> _PASSAGE PROVIDED_
May 13, 2021
Uncorked


Uncorked: England’s Nyetimber puts emphasis on sustainability

Bird Bangers work so well in the Nyetimber vineyards they can have an affect on humans.

In an effort to protect the vines’ berries, a tasty treat for birds as they ripen, a device makes a loud noise to scare the winged poachers away. It’s one of the many ecologically friendly practices the English sparkling wine house has used to focus on sustainability and harmony with nature.

“A Bird Banger gives off a loud pop that drives away birds,” said Alec Robinson, Nyetimber brand ambassador. “We try, as always, not to be heavy-handed. There are way fewer bugs around when birds are present. They are useful and eat things that would go on to eat our grapes, too. You will jump when you hear [a Bird Banger] if caught off guard.”

In a Zoom call the day after Earth Day, the affable Robinson detailed Nyetimber’s bold venture into English winemaking despite the naysayers, and discussed its environmental commitment.

When Chicagoans Stuart and Sandy Moss decided to plant vineyards of the classic Champagne varieties of chardonnay, pinot noir and pinot meunier in 1988, there were 36 vineyards. Today, there are over 770.

> _RECORDS_
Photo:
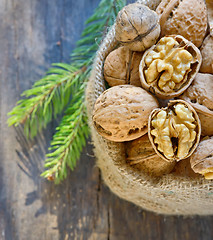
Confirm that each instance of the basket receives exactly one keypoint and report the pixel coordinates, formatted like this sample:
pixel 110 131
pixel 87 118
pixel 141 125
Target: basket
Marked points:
pixel 169 194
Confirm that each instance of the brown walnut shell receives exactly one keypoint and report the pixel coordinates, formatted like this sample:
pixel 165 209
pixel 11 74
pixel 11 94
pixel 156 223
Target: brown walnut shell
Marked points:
pixel 202 159
pixel 200 96
pixel 174 131
pixel 186 17
pixel 141 155
pixel 137 27
pixel 152 4
pixel 207 56
pixel 170 64
pixel 209 5
pixel 122 67
pixel 121 113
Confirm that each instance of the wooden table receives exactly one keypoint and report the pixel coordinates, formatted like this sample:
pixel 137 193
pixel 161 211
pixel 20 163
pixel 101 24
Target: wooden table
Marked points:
pixel 34 34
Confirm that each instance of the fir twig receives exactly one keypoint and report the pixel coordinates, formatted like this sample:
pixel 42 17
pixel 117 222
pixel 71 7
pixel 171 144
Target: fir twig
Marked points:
pixel 50 95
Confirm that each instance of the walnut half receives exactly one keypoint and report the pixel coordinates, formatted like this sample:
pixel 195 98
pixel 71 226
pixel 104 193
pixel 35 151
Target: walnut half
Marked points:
pixel 174 131
pixel 169 67
pixel 202 159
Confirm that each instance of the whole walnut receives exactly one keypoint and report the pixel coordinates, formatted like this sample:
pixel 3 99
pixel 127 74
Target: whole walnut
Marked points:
pixel 200 96
pixel 137 27
pixel 187 18
pixel 122 67
pixel 209 4
pixel 202 159
pixel 207 56
pixel 121 112
pixel 152 4
pixel 141 155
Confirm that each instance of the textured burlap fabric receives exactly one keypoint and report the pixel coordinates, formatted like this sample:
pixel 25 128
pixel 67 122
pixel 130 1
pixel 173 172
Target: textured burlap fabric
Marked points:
pixel 168 194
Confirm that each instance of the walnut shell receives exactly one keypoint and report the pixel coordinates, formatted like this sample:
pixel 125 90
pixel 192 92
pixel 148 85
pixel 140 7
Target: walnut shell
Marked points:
pixel 200 96
pixel 174 131
pixel 141 155
pixel 202 159
pixel 152 4
pixel 121 113
pixel 187 18
pixel 168 68
pixel 209 5
pixel 137 27
pixel 122 67
pixel 207 56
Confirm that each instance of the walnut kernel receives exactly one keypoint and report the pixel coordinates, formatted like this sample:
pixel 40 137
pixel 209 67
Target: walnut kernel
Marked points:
pixel 174 131
pixel 141 155
pixel 207 56
pixel 200 96
pixel 202 159
pixel 122 67
pixel 169 67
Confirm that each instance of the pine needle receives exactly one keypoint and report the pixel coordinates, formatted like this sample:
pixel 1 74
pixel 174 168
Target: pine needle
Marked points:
pixel 63 88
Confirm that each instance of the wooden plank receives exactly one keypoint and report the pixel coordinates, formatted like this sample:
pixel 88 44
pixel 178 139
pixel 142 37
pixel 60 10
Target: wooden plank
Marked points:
pixel 35 34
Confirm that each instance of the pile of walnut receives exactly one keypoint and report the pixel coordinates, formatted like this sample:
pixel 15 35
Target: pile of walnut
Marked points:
pixel 160 96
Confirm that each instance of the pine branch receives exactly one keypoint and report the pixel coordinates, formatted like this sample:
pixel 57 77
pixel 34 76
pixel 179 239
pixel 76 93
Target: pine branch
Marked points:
pixel 69 140
pixel 46 99
pixel 50 95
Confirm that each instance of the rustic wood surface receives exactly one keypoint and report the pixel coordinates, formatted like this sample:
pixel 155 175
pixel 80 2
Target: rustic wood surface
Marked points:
pixel 34 34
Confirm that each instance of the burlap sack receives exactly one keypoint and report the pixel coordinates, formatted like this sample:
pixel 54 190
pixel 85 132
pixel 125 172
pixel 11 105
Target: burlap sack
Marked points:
pixel 169 194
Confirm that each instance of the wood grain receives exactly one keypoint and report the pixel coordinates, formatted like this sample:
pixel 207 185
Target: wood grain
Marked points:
pixel 34 34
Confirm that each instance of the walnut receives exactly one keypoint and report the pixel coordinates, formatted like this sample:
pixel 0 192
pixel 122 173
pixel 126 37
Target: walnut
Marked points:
pixel 200 96
pixel 202 159
pixel 137 27
pixel 207 56
pixel 187 18
pixel 174 131
pixel 169 67
pixel 122 67
pixel 141 155
pixel 209 5
pixel 152 4
pixel 121 113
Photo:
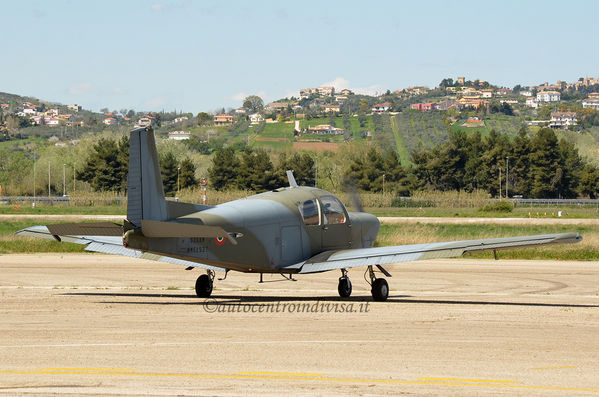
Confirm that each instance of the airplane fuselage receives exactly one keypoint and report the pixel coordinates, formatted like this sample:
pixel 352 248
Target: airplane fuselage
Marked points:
pixel 273 231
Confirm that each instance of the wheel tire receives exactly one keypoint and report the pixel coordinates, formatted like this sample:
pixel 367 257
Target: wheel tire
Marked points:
pixel 344 287
pixel 203 286
pixel 380 290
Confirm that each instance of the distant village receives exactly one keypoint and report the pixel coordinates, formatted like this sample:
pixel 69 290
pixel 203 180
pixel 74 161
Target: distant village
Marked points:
pixel 325 101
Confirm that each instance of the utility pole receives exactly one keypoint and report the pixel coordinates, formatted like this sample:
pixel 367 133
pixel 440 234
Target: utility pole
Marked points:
pixel 499 183
pixel 507 175
pixel 34 178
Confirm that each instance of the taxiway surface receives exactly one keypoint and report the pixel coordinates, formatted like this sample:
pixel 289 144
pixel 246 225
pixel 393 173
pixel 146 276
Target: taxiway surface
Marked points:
pixel 85 324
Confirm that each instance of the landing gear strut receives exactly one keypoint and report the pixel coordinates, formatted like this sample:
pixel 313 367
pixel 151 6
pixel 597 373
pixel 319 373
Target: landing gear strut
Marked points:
pixel 379 286
pixel 204 284
pixel 344 287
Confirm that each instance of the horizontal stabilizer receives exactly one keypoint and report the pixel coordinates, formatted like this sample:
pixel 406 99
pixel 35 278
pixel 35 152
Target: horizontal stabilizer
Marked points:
pixel 86 229
pixel 174 229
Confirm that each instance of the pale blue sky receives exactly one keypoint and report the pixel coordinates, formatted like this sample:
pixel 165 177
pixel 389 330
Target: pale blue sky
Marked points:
pixel 200 55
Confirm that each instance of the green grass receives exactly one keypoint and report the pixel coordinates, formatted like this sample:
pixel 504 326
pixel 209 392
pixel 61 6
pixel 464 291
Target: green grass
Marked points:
pixel 404 155
pixel 390 234
pixel 10 244
pixel 63 209
pixel 587 250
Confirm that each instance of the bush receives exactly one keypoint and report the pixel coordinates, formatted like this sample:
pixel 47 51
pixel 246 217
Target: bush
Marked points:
pixel 498 206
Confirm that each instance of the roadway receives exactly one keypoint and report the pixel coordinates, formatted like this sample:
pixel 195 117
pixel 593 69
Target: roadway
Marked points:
pixel 81 324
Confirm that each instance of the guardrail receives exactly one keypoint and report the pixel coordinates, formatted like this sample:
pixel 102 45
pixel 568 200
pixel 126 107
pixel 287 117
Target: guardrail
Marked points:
pixel 54 199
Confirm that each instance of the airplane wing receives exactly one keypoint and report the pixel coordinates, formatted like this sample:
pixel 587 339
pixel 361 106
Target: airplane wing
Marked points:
pixel 101 237
pixel 331 260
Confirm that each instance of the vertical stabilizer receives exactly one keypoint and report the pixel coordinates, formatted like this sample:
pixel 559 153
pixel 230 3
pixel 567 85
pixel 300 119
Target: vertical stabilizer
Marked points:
pixel 145 192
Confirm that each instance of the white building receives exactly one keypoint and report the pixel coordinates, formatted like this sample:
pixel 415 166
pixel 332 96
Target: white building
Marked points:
pixel 179 135
pixel 532 102
pixel 325 129
pixel 256 118
pixel 592 103
pixel 562 119
pixel 548 96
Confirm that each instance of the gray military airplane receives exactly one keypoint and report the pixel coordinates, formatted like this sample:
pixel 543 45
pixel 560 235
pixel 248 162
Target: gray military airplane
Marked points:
pixel 290 230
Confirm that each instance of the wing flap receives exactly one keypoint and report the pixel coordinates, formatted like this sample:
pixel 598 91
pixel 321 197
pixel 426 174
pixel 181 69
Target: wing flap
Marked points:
pixel 408 253
pixel 108 244
pixel 86 229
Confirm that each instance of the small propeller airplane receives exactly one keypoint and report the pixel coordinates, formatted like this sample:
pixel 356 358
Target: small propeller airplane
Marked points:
pixel 290 230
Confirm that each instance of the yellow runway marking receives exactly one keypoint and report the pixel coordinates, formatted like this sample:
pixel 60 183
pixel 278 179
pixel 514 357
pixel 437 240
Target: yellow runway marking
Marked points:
pixel 277 373
pixel 88 369
pixel 319 379
pixel 470 380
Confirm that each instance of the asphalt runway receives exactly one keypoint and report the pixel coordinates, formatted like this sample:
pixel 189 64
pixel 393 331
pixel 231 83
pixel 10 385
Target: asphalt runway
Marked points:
pixel 89 324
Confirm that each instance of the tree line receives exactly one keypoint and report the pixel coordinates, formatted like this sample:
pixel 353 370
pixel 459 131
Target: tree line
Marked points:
pixel 107 165
pixel 537 166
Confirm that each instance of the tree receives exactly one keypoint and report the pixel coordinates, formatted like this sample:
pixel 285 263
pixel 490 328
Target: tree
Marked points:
pixel 302 166
pixel 224 170
pixel 204 119
pixel 253 104
pixel 107 165
pixel 187 174
pixel 168 170
pixel 256 171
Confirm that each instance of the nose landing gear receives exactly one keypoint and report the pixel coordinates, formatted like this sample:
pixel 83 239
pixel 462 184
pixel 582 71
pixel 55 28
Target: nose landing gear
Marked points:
pixel 204 284
pixel 344 286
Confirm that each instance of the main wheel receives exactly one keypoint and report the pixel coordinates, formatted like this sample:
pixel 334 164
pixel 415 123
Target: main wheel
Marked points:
pixel 203 286
pixel 380 290
pixel 344 287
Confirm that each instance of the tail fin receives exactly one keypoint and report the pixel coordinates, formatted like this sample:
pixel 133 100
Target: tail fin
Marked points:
pixel 145 192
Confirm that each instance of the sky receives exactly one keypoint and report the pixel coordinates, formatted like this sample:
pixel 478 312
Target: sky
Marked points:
pixel 194 56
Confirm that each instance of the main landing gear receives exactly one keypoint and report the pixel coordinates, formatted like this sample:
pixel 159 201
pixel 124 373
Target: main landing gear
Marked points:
pixel 204 284
pixel 379 286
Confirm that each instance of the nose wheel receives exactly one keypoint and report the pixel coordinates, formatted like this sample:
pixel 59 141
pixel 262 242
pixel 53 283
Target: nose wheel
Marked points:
pixel 204 284
pixel 344 286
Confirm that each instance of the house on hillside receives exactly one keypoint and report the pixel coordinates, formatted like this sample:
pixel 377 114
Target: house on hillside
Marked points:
pixel 276 107
pixel 562 119
pixel 306 92
pixel 486 93
pixel 382 107
pixel 591 103
pixel 423 107
pixel 223 119
pixel 548 96
pixel 331 108
pixel 531 102
pixel 179 135
pixel 324 129
pixel 256 118
pixel 326 90
pixel 146 121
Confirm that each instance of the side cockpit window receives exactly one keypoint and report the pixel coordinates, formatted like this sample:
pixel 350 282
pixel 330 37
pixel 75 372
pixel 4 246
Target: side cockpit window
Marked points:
pixel 333 210
pixel 309 211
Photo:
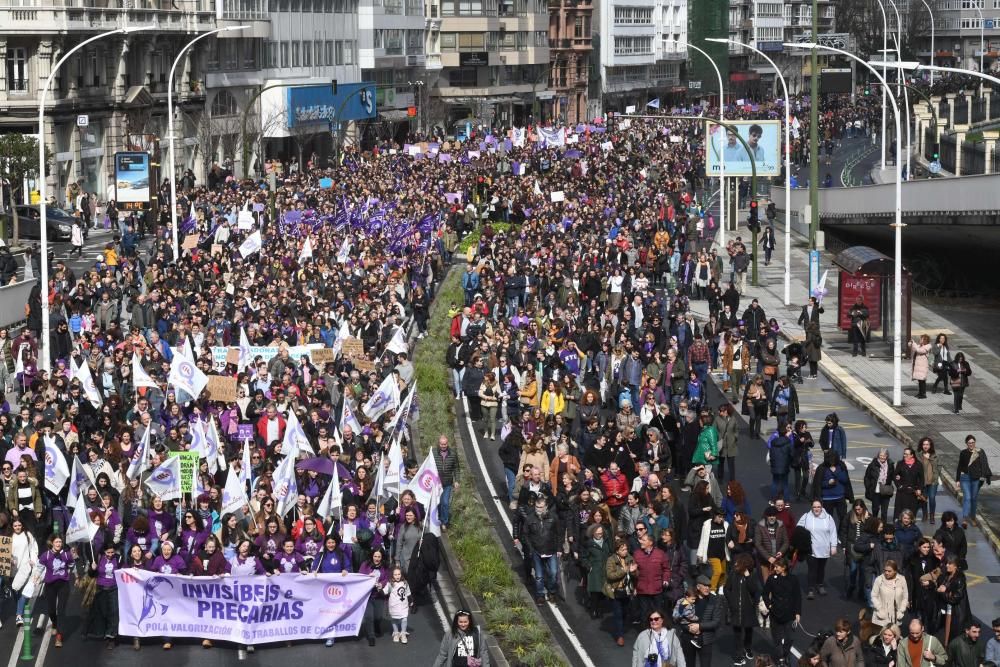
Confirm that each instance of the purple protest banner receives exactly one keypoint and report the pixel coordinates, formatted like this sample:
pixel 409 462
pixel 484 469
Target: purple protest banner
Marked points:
pixel 243 609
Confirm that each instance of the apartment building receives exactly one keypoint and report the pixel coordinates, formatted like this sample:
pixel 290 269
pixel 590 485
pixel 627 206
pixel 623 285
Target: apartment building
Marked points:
pixel 641 47
pixel 487 61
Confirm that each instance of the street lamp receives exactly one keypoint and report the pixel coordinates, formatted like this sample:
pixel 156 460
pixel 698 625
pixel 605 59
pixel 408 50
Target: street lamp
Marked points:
pixel 933 52
pixel 885 54
pixel 42 205
pixel 897 318
pixel 722 158
pixel 788 160
pixel 170 121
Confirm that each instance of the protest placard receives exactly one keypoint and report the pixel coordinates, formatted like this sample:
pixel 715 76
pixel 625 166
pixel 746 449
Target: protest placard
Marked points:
pixel 221 387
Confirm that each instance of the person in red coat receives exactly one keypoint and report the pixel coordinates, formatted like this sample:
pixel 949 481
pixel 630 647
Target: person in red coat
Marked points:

> _TASKS TO COMPLETE_
1 > Please repeat word for word the stretch of the Nyetimber article from "Uncorked: England’s Nyetimber" through "harmony with nature.".
2 > Write the next part of the Nyetimber article, picking up right after its last sentence.

> _ANSWER SET_
1 >
Uncorked: England’s Nyetimber puts emphasis on sustainability

Bird Bangers work so well in the Nyetimber vineyards they can have an affect on humans.

In an effort to protect the vines’ berries, a tasty treat for birds as they ripen, a device makes a loud noise to scare the winged poachers away. It’s one of the many ecologically friendly practices the English sparkling wine house has used to focus on sustainability and harmony with nature.

2 >
“People have woken up to the idea that you can grow world-class grapes and make sparkling wines here,” Robinson said. “It’s an incredibly exciting time to be part of an industry that’s still young and growing, and also be at the forefront of a new category.”

With 11 separate vineyards in the counties of West Sussex, Hampshire and Kent, Nyetimber has preserved large wildlife corridors to not disturb the habitat of native animals. Sheep graze vineyards in the winter, which reduces mowing, while their droppings add natural nitrogen fertilizer to the soil. Sonar and kites also help scare away birds, and used grape skins are composted.

Even a bottle that is just 10% leaner helped reduce fuel usage. It’s only a small amount of glass that over time adds up.

But it fits the culture of innovation at Nyetimber.

It was fitting that last year, Nyetimber was one of 12 wineries to “formally achieve recognition for sustainable credentials under the industry’s environmental sustainability scheme” by Sustainable Wines of Great Britain certification.

“Our overarching ambition is to have a low-input philosophy,” Robinson said. “We use natural methods first. Any movements are targeted to manage vagaries of weather, and bolster biodiversity. These are natural management systems for keeping vineyards healthy. Flora and fauna do the work for us. Half of our estate is nonproductive hedgerows. We have trees and forests that manage and bolster the ecosystem. We planted 2,300 trees last year, and that has always been part of our philosophy. We have a 360-degree approach to look at what we need to do as responsible producers, and always want to measure and improve our process.”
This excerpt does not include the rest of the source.